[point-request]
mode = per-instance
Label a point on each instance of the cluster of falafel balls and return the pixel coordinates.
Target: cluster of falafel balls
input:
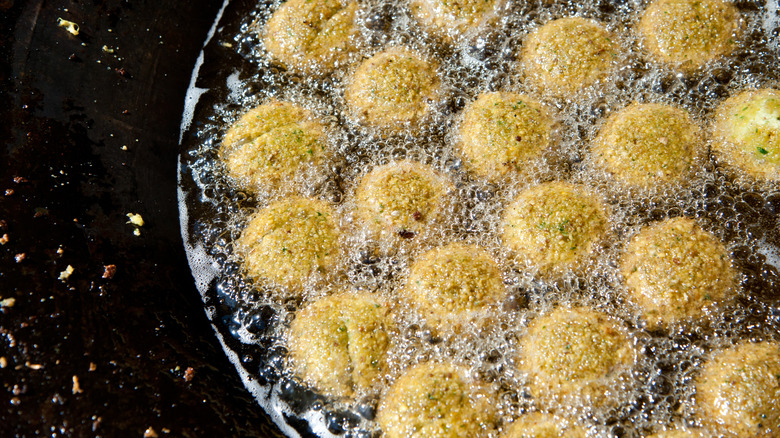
(674, 272)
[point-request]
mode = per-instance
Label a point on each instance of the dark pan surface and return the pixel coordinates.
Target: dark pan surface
(137, 343)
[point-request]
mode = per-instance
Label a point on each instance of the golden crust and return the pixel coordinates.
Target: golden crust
(569, 54)
(435, 401)
(577, 357)
(738, 391)
(402, 201)
(689, 33)
(288, 241)
(648, 145)
(393, 89)
(453, 283)
(272, 144)
(746, 133)
(679, 433)
(554, 227)
(338, 344)
(504, 134)
(675, 272)
(450, 20)
(540, 425)
(313, 36)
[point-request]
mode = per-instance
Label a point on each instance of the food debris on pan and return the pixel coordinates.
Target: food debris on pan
(362, 215)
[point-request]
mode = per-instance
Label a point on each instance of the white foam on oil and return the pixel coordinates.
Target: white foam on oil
(364, 151)
(234, 85)
(193, 93)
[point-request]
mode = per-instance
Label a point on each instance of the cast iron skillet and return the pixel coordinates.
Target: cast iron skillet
(103, 352)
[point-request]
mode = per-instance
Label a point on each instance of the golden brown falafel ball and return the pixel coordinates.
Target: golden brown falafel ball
(747, 133)
(338, 343)
(450, 20)
(554, 227)
(540, 425)
(689, 33)
(289, 240)
(675, 272)
(738, 391)
(679, 433)
(504, 134)
(435, 401)
(453, 283)
(271, 144)
(402, 201)
(313, 36)
(393, 89)
(578, 358)
(568, 54)
(647, 145)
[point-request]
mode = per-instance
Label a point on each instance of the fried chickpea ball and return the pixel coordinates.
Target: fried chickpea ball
(568, 54)
(435, 401)
(288, 241)
(313, 36)
(503, 134)
(577, 357)
(392, 89)
(540, 425)
(271, 144)
(738, 391)
(338, 344)
(646, 145)
(747, 133)
(678, 433)
(402, 200)
(689, 33)
(450, 20)
(453, 283)
(675, 272)
(554, 227)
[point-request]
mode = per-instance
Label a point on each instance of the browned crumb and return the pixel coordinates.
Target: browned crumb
(76, 388)
(109, 271)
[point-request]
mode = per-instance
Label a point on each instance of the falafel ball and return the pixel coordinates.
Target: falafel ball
(393, 89)
(678, 433)
(313, 36)
(450, 20)
(577, 357)
(453, 283)
(689, 33)
(541, 425)
(675, 272)
(271, 144)
(433, 400)
(554, 227)
(290, 240)
(738, 391)
(402, 201)
(647, 145)
(504, 134)
(338, 344)
(569, 54)
(747, 133)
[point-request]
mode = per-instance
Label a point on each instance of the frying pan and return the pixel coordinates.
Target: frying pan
(91, 123)
(90, 133)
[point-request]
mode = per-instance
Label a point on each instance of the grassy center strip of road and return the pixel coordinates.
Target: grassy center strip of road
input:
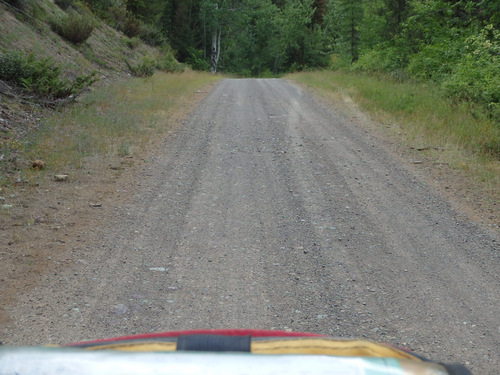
(459, 141)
○ ○ ○ ○
Set problem: Gather every line of the items above that contains the string "cast", treating uppercase and lowercase letters as distinct.

Solution for this task:
Label a point on each instance of the cast iron skillet and return the pixel coordinates.
Target: cast iron skillet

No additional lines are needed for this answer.